▸ **ZU ERLEDIGEN**
a – Wiederhole aus dem Auszug über Leercontainer wörtlich alles von „Erstellt am: 05.03.2012“ bis hinunter zu „(siehe Abbildung 1).“.
b – Beantworte zum Auszug über Leercontainer folgende Fragen, jede Antwort in eigener Zeile und gleich markiert:
(i) Wie hoch ist der Anteil der Leercontainer am weltweiten Gesamtumschlag?
(ii) Welche Kosten verursacht jede Umfuhr eines Leercontainers ungefähr?
(iii) Wie hoch waren im Jahr 2011 die Kosten für den landseitigen Transport?

Erstellt am: 05.03.2012 | Stand des Wissens: 23.02.2023
Synthesebericht gehört zu:
Ansprechpartner
Technische Universität Hamburg, Institut für Verkehrsplanung und Logistik, Prof. Dr.-Ing. H. Flämig

Die Zahl der umgeschlagenen Leercontainer ist ebenso wie die Gesamtzahl der weltweit umgeschlagenen Container stark angestiegen, aber der Anteil der Leercontainer am Gesamtumschlag hat sich seit dem Jahr 2000 kaum verändert und liegt unverändert bei etwa 20 Prozent [JaWa18]. Der Leercontainerumschlag der EU steigt ebenfalls stetig an und der Transport von Leercontainern macht in der europäischen Binnenschifffahrt sogar etwa 30 Prozent der Verkehrsleistung aus (siehe Abbildung 1).
Transportleistung_2022.pngAbb. 1: Transportleistung von Containern in der EU in Millionen TEU-Kilometer [eurostat21
Dabei verursacht jede Umfuhr eines Leercontainers Kosten in Höhe von circa 400 US-Dollar (unter anderem durch Terminalgebühren, Stau- und Lagerkosten, Transport- und Verwaltungskosten) [Drew09]. Die Kosten für den seeseitigen Transport sowie für den Umschlag und die Lagerung von Leercontainern summierten sich im Jahr 2011 weltweit auf insgesamt 24,4 Milliarden US-Dollar. Hinzu kamen Kosten in Höhe von 12,2 Milliarden Dollar für den landseitigen Transport [Drew12a].

▸ **BEREITGESTELLTE EINTRÄGE**
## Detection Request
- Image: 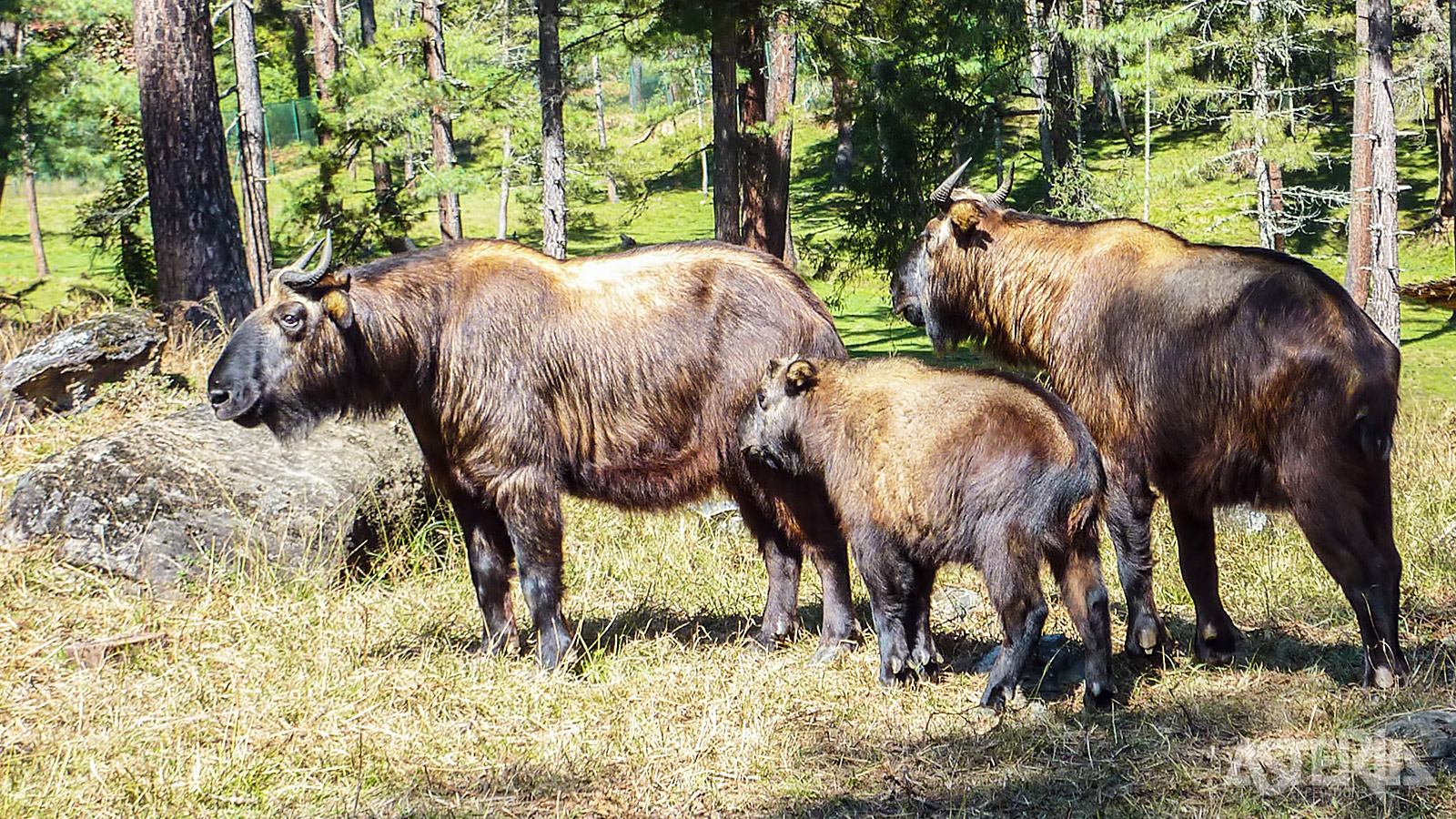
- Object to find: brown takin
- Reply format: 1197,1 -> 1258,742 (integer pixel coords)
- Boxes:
740,359 -> 1112,708
208,234 -> 857,667
891,157 -> 1407,686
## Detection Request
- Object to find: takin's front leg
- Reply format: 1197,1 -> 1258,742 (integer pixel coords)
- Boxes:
1104,456 -> 1170,657
1168,497 -> 1242,664
495,468 -> 572,671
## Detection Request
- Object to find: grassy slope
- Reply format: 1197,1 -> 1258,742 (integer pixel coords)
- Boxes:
0,122 -> 1456,817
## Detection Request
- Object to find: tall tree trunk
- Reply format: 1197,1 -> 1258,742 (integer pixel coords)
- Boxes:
693,53 -> 708,198
738,17 -> 774,252
628,56 -> 642,111
20,142 -> 51,278
763,9 -> 799,264
828,64 -> 854,191
420,0 -> 463,242
1430,75 -> 1456,226
1366,0 -> 1400,346
1345,0 -> 1371,308
495,126 -> 511,239
359,0 -> 413,254
13,27 -> 51,278
709,5 -> 743,245
133,0 -> 253,322
308,0 -> 339,228
536,0 -> 566,259
284,9 -> 313,99
308,0 -> 339,139
592,54 -> 619,204
0,20 -> 25,209
1249,0 -> 1283,248
231,0 -> 272,305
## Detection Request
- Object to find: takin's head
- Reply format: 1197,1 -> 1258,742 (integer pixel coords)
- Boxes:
207,236 -> 355,440
738,359 -> 818,475
890,159 -> 1014,341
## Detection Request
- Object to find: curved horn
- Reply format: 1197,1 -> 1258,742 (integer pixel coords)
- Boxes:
986,163 -> 1016,204
278,230 -> 333,290
930,159 -> 971,210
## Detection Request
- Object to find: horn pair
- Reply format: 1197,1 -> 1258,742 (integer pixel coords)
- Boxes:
930,159 -> 1016,210
278,230 -> 333,290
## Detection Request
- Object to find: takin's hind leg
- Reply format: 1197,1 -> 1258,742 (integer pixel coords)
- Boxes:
497,470 -> 573,671
1046,536 -> 1117,711
1104,458 -> 1170,657
446,487 -> 521,656
905,562 -> 942,676
854,529 -> 915,685
1286,460 -> 1410,688
1168,497 -> 1243,664
737,492 -> 804,652
981,547 -> 1046,708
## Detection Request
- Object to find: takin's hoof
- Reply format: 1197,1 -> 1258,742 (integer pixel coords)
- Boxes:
1082,682 -> 1117,713
1127,615 -> 1172,660
471,628 -> 521,657
810,640 -> 856,666
1192,618 -> 1243,666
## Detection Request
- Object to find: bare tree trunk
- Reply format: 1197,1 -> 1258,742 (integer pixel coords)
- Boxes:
536,0 -> 566,259
738,17 -> 774,254
133,0 -> 253,322
1249,0 -> 1279,248
828,66 -> 854,191
709,5 -> 743,245
420,0 -> 464,242
693,53 -> 708,198
231,0 -> 272,305
763,9 -> 799,264
592,54 -> 619,204
310,0 -> 339,139
495,126 -> 511,239
1430,75 -> 1456,226
359,0 -> 413,254
1345,0 -> 1371,308
20,143 -> 51,278
0,20 -> 25,209
1366,0 -> 1400,346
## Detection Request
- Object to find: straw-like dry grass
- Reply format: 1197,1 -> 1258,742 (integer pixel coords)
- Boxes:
0,313 -> 1456,819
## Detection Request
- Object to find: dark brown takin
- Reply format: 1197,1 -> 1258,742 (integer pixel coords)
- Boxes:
891,157 -> 1407,686
740,357 -> 1114,708
208,233 -> 857,667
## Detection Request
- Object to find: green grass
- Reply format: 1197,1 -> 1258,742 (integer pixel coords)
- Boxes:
0,117 -> 1456,819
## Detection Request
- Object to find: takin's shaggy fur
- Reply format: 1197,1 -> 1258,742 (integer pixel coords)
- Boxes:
208,240 -> 857,667
891,164 -> 1407,686
740,359 -> 1112,708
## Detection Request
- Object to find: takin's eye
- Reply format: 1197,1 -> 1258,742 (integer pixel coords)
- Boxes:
278,303 -> 308,334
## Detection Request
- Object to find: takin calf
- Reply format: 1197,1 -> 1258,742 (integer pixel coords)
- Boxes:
891,165 -> 1407,688
208,234 -> 857,669
740,359 -> 1112,708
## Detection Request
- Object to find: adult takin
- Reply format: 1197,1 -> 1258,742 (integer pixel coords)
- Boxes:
208,234 -> 857,669
740,357 -> 1114,708
891,157 -> 1407,688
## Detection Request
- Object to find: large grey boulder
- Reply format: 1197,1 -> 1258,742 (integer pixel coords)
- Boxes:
0,309 -> 167,417
5,407 -> 425,584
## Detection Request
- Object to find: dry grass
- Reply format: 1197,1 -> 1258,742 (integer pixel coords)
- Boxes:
0,313 -> 1456,817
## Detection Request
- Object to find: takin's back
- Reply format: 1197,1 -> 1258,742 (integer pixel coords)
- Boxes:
350,240 -> 844,507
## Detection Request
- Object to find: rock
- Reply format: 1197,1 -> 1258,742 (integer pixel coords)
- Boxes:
974,634 -> 1087,700
1379,710 -> 1456,774
0,310 -> 167,419
930,586 -> 986,623
5,405 -> 427,584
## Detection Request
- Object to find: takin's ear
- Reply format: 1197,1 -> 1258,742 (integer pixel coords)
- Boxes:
318,287 -> 354,329
945,199 -> 986,233
784,359 -> 818,395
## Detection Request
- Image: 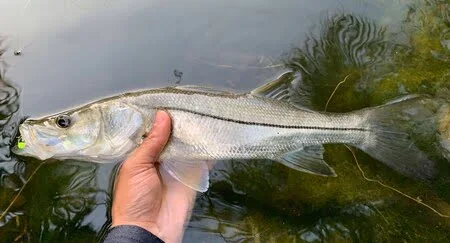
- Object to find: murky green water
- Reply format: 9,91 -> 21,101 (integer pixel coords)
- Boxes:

▸ **ERGEBNISSE**
a –
Erstellt am: 05.03.2012 | Stand des Wissens: 23.02.2023
Synthesebericht gehört zu:
Ansprechpartner
Technische Universität Hamburg, Institut für Verkehrsplanung und Logistik, Prof. Dr.-Ing. H. Flämig

Die Zahl der umgeschlagenen Leercontainer ist ebenso wie die Gesamtzahl der weltweit umgeschlagenen Container stark angestiegen, aber der Anteil der Leercontainer am Gesamtumschlag hat sich seit dem Jahr 2000 kaum verändert und liegt unverändert bei etwa 20 Prozent [JaWa18]. Der Leercontainerumschlag der EU steigt ebenfalls stetig an und der Transport von Leercontainern macht in der europäischen Binnenschifffahrt sogar etwa 30 Prozent der Verkehrsleistung aus (siehe Abbildung 1).

b –
(i) Etwa 20 Prozent.
(ii) Circa 400 US-Dollar.
(iii) 12,2 Milliarden Dollar.